Passage shown:
The SKU is the key that ties catalog and inventory together across separate service databases.
The Five Core Services
1. Product Catalog Service
The catalog is the source of truth for product metadata. It is not the source of truth for pricing or inventory. Those live in separate services.
The catalog feeds an Elasticsearch index asynchronously via a Kafka pipeline. The index is denormalized and search-optimized: a single document per variant with pre-joined category names, seller info, and image URLs. Stale search results are acceptable because the real validation happens at checkout, not at browse time.
Cache product pages aggressively in Redis with a 5-minute TTL. For a product that hasn't changed in a week, there is no reason to hit Postgres on every request.
2. Inventory Service
This is the hardest service. Get it wrong and you sell six laptops for the price of one. It is the only place in the system where you must have strong consistency.

Stated task 1:
Please write out every row in Block 1 again, requests included, raising each x and y coordinate in the answers by 120. Leave the pictures out.

Exercise materials:
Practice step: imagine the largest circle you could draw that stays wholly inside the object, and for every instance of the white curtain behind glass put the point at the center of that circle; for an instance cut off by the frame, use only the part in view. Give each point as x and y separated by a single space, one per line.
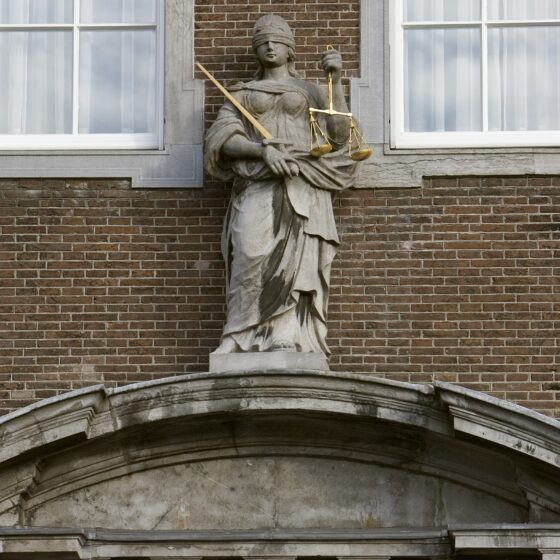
442 86
523 9
442 10
118 69
36 93
524 78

Stated task 2:
In the passage on the five core services, condense the paragraph beginning "The catalog feeds an Elasticsearch index" into a short list that keeps its main facts.

Problem solution 1:
Practice step: imagine the largest circle you could draw that stays wholly inside the object, and for every instance of the white curtain behind glass put the point at the center of that circle; for an instance cut off by the frame, use only the part in view. Give each point as x and y separated by a single space, one per line.
562 206
643 129
562 130
238 189
156 213
644 198

Problem solution 2:
- The catalog feeds an Elasticsearch index asynchronously through a Kafka pipeline.
- The index is denormalized and search-optimized, with one document per variant that holds pre-joined category names, seller info, and image URLs.
- Stale search results are acceptable, since real validation happens at checkout rather than at browse time.